Provided text:
= = = =

On March 16th, I had the opportunity to speak at a conference at Christ for the Nations. I spoke about God’s provision during a financial crisis, where we are now, and how we got here. During that talk, I made the statement that Goldman Sachs was so intertwined with the Federal Government that nothing would ever happen to them (as a reference to companies that might fail). I said that they would always be protected by the government because of all of their ties.

I got in the car after the presentation and the breaking news on CNBC was that the Federal Government was filing charges against Goldman Sachs for securities violations. Wow, I didn’t see that coming. Initially, it didn’t make sense to me at all. Why would the Government go after its own partner in crime? It didn’t take long to figure it out. Within hours, Barack Obama was telling the American people that this is why we need financial reform and this is why the politicians need to pass his financial reform regulatory bill (aka huge Washington power grab/control bill).

In a May 3rd client newsletter, I wrote the following:

The timing of this is very convenient for the politicians. They are trying to pass financial regulation and reform legislation (read: power grab for the politicians). So vilifying Wall Street helps create the reasons why we need financial reform. The Republicans will get a lot of backlash for not supporting financial reform when Goldman Sachs looks so bad. Once again, this is most likely a PR nightmare for Goldman Sachs and probably nothing else.

Last week the politicians passed the financial reform package. Within hours, the SEC and Goldman Sachs reached a settlement with Goldman Sachs not admitting any wrongdoing. What’s even better, they had to pay a settlement of 550 million dollars. In 2009, they had over 13 billion dollars in earnings. Do you think that they are going to miss a measly little $550 million?

= = = =

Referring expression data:

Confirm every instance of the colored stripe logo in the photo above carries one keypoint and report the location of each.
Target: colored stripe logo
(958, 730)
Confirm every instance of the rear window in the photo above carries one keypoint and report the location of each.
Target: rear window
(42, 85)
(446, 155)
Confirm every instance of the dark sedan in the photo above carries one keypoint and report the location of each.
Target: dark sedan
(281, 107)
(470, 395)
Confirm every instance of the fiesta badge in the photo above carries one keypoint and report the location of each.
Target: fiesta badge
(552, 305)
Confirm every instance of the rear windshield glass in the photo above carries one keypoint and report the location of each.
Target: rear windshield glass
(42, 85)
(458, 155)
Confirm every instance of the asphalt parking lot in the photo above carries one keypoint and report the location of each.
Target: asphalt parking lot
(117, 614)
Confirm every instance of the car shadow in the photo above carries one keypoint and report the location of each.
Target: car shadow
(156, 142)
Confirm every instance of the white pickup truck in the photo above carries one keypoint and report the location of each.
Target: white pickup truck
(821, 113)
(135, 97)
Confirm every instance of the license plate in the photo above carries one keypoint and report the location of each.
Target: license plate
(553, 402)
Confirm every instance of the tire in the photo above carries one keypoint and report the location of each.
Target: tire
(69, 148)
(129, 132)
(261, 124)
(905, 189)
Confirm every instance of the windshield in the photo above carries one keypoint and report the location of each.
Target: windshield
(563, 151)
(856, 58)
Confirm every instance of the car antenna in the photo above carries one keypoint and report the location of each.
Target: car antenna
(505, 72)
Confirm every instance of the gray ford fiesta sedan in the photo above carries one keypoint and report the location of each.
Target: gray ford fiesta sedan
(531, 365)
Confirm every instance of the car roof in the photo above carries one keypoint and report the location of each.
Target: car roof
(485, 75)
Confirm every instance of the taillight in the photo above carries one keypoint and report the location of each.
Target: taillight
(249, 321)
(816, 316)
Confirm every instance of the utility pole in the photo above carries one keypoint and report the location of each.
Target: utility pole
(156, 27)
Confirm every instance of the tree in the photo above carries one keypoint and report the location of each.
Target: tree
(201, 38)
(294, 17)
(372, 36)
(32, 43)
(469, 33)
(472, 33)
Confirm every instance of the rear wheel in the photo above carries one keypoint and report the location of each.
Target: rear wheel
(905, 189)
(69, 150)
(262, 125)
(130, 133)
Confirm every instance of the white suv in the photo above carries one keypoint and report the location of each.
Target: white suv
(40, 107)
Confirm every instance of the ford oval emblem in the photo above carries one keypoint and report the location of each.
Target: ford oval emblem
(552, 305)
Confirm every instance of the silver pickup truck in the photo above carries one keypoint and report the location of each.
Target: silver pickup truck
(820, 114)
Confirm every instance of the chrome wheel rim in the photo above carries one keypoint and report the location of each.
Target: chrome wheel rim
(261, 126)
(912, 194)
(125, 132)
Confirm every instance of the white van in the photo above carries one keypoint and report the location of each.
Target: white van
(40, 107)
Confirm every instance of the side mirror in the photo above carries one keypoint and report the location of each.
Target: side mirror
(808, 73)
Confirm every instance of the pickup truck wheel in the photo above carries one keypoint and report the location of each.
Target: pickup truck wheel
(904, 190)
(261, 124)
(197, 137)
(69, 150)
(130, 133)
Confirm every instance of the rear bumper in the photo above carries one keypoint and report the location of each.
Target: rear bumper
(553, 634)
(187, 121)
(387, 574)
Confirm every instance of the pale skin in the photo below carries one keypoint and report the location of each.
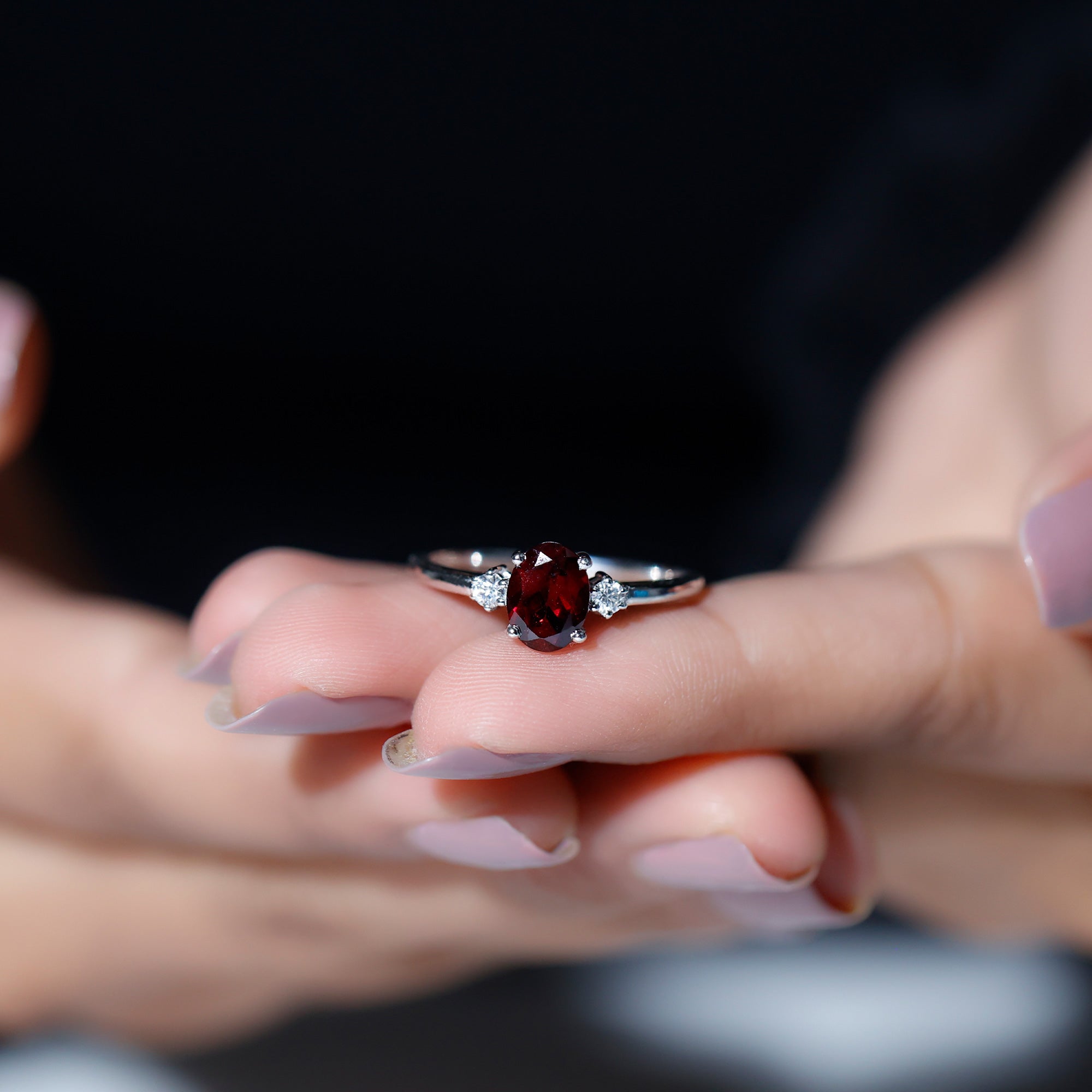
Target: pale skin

= = = =

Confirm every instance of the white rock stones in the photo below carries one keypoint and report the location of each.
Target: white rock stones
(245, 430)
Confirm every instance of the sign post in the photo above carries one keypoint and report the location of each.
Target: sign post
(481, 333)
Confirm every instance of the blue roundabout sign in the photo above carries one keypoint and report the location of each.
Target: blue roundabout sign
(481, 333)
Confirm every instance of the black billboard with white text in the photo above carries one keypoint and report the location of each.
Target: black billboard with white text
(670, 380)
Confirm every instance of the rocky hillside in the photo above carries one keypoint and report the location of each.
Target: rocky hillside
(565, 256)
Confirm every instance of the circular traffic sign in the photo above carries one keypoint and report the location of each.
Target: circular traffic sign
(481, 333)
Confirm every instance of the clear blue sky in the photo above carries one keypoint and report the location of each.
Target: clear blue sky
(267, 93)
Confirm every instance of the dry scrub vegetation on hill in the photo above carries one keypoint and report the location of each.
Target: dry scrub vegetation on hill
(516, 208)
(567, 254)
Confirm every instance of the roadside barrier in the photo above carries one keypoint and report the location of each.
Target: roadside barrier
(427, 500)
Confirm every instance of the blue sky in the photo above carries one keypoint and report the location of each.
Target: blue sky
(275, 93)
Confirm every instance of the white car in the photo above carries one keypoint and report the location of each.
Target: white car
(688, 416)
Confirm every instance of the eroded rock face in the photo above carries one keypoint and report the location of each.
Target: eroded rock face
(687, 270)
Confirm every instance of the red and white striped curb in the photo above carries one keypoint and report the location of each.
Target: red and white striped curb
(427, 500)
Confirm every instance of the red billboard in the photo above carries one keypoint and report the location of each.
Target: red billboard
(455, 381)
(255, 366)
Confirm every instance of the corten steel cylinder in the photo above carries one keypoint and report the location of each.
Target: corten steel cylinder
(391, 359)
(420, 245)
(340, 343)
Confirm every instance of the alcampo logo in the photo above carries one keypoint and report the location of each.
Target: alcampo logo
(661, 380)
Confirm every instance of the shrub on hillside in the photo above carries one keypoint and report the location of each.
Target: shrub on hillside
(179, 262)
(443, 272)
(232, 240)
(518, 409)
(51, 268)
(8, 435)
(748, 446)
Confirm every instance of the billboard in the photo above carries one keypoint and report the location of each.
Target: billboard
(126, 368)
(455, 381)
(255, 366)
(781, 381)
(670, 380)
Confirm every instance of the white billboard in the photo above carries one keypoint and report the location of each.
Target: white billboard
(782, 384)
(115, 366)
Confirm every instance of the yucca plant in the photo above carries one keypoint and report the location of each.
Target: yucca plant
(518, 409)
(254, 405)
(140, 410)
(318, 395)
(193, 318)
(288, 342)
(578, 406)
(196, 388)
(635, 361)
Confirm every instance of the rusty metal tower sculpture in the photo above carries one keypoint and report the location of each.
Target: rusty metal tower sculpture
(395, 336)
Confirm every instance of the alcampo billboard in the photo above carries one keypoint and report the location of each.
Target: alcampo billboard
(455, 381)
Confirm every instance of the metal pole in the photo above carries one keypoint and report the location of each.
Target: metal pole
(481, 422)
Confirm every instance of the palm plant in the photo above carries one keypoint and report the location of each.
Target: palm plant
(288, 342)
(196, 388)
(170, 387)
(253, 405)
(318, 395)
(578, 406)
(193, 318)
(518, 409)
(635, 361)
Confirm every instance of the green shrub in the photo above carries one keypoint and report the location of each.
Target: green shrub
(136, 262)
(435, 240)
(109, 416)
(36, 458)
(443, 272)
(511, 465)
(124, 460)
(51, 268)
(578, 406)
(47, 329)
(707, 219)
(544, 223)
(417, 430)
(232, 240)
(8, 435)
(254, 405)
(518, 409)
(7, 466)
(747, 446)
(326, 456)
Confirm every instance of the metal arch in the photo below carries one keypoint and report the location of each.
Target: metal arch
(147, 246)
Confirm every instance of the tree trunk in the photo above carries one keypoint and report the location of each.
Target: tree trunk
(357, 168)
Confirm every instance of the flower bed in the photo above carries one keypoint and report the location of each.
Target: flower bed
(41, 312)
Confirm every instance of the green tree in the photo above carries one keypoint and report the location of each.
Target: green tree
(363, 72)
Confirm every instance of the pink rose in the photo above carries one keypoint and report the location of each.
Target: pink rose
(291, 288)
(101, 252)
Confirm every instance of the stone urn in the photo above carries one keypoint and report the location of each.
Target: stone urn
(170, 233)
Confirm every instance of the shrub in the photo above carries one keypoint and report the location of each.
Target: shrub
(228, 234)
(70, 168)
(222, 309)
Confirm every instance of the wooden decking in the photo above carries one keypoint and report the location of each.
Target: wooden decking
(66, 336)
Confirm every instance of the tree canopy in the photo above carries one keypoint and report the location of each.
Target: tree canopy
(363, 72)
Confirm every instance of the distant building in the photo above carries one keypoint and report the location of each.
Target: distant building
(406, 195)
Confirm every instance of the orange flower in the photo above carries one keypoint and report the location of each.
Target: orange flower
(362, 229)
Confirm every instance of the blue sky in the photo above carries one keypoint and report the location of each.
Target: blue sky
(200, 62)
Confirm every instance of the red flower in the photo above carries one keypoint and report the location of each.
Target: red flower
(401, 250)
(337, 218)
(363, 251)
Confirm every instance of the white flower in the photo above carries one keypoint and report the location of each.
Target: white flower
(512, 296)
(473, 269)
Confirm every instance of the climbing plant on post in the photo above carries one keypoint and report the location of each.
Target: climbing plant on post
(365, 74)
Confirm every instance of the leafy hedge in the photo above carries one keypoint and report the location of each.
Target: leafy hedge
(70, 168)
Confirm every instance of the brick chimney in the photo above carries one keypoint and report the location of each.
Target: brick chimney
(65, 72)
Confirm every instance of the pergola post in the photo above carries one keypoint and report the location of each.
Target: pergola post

= = = =

Assignment 1:
In the post about Goldman Sachs and financial reform, how much did Goldman Sachs have to pay in its settlement with the SEC?
Assignment 2:
Continue the post about Goldman Sachs and financial reform, starting after its last sentence.

Response box 1:
Goldman Sachs had to pay a settlement of 550 million dollars.

Response box 2:
Vilify the biggest investment house/bank on Wall Street. However, make sure that you don’t hurt them too much. Make the acquisitions strong. Push the need for financial reform using that bank as the reason we need it. Pass financial regulation. Then let them off of the hook with a slap on the wrist. You scratch my back and I continue to scratch yours.

There are tons of ties between Goldman Sachs and the Government. Just read this article and you will get the idea.

What no confidence?

The market took a tumble at the end of last week the consumer sentiment numbers released. Personally I think that these surveys are somewhat of a joke. However, Wall Street pays attention to them. I don’t think that we need a survey to tell us the consumer isn’t really positive. The indexed showed a decline to an 11 month low. Barrons reported over the weekend that this type of drop has only occurred 6 times in the last 32 years that this survey has been around. Risk is still high in this market. Check your risk levels!